---- TEXT SEGMENT
UN calls for intensified fight against al-Shebab militants
GENEVA / NAIROBI
So far at last 62 people have been killed and 200 have been wounded in the siege but concerns are hight that the death toll of the attack may yet rise once the militants are cleared out. REUTERS photo
The United Nations envoy for Somalia called Sept.24 for more military support for African troops to counter al- Shabaab , the militant group behind the deadly mall siege in neighboring Kenya.Nicholas Kay, U.N. special representative for Somalia, condemned the attack and said that there was a “once-in-a-generation” opportunity to help bring peace to Somalia.
“Security remains the number one challenge, the control and defeating of al-Shabaab is key to this,” Kay told a news briefing in Geneva. He said the group had about 5,000 militants and posed an international threat.
Kay said he would go to the United Nations in New York this week to press for more support for the military effort by AMISOM, the African Union Mission in Somalia.
Lack of means
“They have, for example, not a single military helicopter for a campaign in a country that is the size of Afghanistan physically. This is a mission that needs extra resources in terms of enablers - helicopters and armored vehicles, and possibly a surge also in numbers of troops.”
AMISOM’s mandate includes 12 helicopters but none has yet been contributed to the mission, which has around 17,700 troops, mainly drawn from Uganda, Burundi and Kenya.
Kay said the force was now spread thinly because of its success in pushing back al-Shabaab , adding that he hoped African troop contributing countries would send a mix of attack and support helicopters.
He said the cost of the extra effort would be extremely small compared with what the international community had spent on crises in Afghanistan, Mali and Iraq, but the price of failure or walking away would be very high.
“The Westgate attacks show that the threat from al Shabaab is international, we have seen it before in Kampala and I fear we could see it again elsewhere too. The ideology and terrorist intent respects no borders,” he said.
‘We are not monsters’
Hours after Kay’s remarks, Kenyan forces began defusing explosive devices set up by militants inside a still ongoing shopping mall siege, where extremists claim to be still holding hostages, police said Sept.24.
One of the attackers besieging a Nairobi shopping mall handed chocolate to a four-year-old British boy caught up in the crisis and asked for forgiveness, his uncle told a newspaper Sept.24.
Four-year-old Elliott Prior, who had been shopping with his mother and sister at the Westgate mall when it came under attack on Sept. 21, confronted one of the militants, telling him “you’re a very bad man,” his uncle told The Sun.
Alex Coutts said the attacker took pity on the family and allowed them to escape, handing the children Mars bars as he told them: “Please forgive me, we are not monsters.”
Elliott and his sister Amelie, both clearly distraught, were later pictured outside the mall, clutching the chocolate as a dead body lay behind them.
Sporadic gunfire at the upmarket Westgate mall broke out again at dawn, hours after officials claimed Kenyan troops had wrested back “control” of the sprawling complex from al-Shabaab insurgents, who are said to include Americans and a British woman, Samantha Lewthwaite.
At least 62 shoppers and staff have been killed and close to 200 wounded in the siege, but concerns are high that the toll may yet rise.
--------
---- PROVIDED INFORMATION
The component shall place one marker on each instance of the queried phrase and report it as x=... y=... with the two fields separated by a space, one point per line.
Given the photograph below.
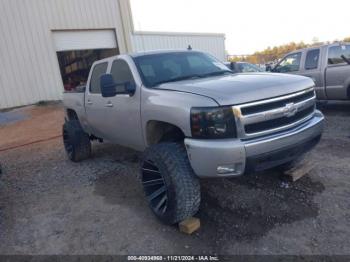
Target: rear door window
x=99 y=69
x=121 y=74
x=312 y=58
x=339 y=54
x=290 y=63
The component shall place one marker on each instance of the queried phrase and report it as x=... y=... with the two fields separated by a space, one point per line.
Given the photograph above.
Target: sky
x=249 y=25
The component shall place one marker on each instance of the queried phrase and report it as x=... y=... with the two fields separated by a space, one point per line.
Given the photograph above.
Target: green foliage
x=275 y=53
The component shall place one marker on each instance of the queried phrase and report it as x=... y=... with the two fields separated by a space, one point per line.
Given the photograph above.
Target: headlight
x=213 y=122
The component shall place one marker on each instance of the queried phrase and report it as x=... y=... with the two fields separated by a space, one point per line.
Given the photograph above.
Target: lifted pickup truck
x=192 y=118
x=328 y=66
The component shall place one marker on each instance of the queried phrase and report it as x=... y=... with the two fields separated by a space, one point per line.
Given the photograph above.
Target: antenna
x=142 y=39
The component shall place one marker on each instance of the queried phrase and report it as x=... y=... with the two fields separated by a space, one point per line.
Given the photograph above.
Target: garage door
x=84 y=39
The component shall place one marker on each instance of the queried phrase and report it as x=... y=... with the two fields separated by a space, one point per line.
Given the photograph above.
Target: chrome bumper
x=232 y=157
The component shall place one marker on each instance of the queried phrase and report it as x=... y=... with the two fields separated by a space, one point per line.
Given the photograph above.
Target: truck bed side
x=74 y=105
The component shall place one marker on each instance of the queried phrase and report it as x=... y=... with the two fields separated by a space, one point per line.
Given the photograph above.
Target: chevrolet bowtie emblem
x=290 y=110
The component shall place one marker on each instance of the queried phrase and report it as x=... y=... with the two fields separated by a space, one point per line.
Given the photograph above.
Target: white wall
x=211 y=43
x=29 y=70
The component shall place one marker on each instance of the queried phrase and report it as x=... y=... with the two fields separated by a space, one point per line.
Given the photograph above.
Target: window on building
x=338 y=54
x=98 y=70
x=312 y=58
x=75 y=65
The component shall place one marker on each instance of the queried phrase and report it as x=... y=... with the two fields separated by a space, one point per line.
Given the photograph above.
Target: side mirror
x=107 y=85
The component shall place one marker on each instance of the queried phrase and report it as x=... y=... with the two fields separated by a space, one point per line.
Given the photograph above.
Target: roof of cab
x=165 y=51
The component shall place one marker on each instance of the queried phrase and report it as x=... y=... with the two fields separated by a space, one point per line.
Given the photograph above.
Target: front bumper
x=209 y=157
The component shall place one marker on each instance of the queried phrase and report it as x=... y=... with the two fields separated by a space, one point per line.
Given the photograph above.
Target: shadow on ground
x=240 y=209
x=246 y=208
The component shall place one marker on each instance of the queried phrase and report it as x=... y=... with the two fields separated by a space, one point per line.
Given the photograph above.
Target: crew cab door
x=312 y=68
x=337 y=72
x=94 y=102
x=122 y=114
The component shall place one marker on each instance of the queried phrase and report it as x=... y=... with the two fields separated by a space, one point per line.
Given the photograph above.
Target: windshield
x=156 y=69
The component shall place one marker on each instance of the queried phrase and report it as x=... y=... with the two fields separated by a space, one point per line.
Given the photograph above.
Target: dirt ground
x=49 y=205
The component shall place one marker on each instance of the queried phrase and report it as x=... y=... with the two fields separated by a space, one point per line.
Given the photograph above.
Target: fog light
x=227 y=169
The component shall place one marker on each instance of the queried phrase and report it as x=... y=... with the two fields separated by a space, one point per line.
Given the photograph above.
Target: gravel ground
x=49 y=205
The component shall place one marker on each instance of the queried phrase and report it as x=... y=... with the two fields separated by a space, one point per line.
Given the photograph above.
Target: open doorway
x=75 y=65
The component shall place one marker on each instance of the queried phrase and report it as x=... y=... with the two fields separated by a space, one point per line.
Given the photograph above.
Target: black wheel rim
x=67 y=144
x=155 y=187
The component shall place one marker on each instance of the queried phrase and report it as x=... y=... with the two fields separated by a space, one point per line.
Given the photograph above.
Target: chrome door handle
x=109 y=104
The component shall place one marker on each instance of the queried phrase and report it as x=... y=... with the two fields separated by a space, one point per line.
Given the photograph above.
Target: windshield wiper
x=217 y=73
x=181 y=78
x=345 y=59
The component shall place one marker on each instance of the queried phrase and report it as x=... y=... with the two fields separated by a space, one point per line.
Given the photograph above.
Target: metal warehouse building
x=48 y=44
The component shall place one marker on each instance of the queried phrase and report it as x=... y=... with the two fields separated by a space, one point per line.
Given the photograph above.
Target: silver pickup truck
x=327 y=65
x=192 y=118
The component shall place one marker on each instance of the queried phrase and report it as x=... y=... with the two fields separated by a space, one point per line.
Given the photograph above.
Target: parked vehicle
x=243 y=67
x=192 y=118
x=328 y=66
--------
**WHAT IS BEING ASKED**
Reproduce the passage of the al-Shabaab news report word for word, starting at "He said the cost" and ending at "police said Sept.24.".

**ANSWER SECTION**
He said the cost of the extra effort would be extremely small compared with what the international community had spent on crises in Afghanistan, Mali and Iraq, but the price of failure or walking away would be very high.
“The Westgate attacks show that the threat from al Shabaab is international, we have seen it before in Kampala and I fear we could see it again elsewhere too. The ideology and terrorist intent respects no borders,” he said.
‘We are not monsters’
Hours after Kay’s remarks, Kenyan forces began defusing explosive devices set up by militants inside a still ongoing shopping mall siege, where extremists claim to be still holding hostages, police said Sept.24.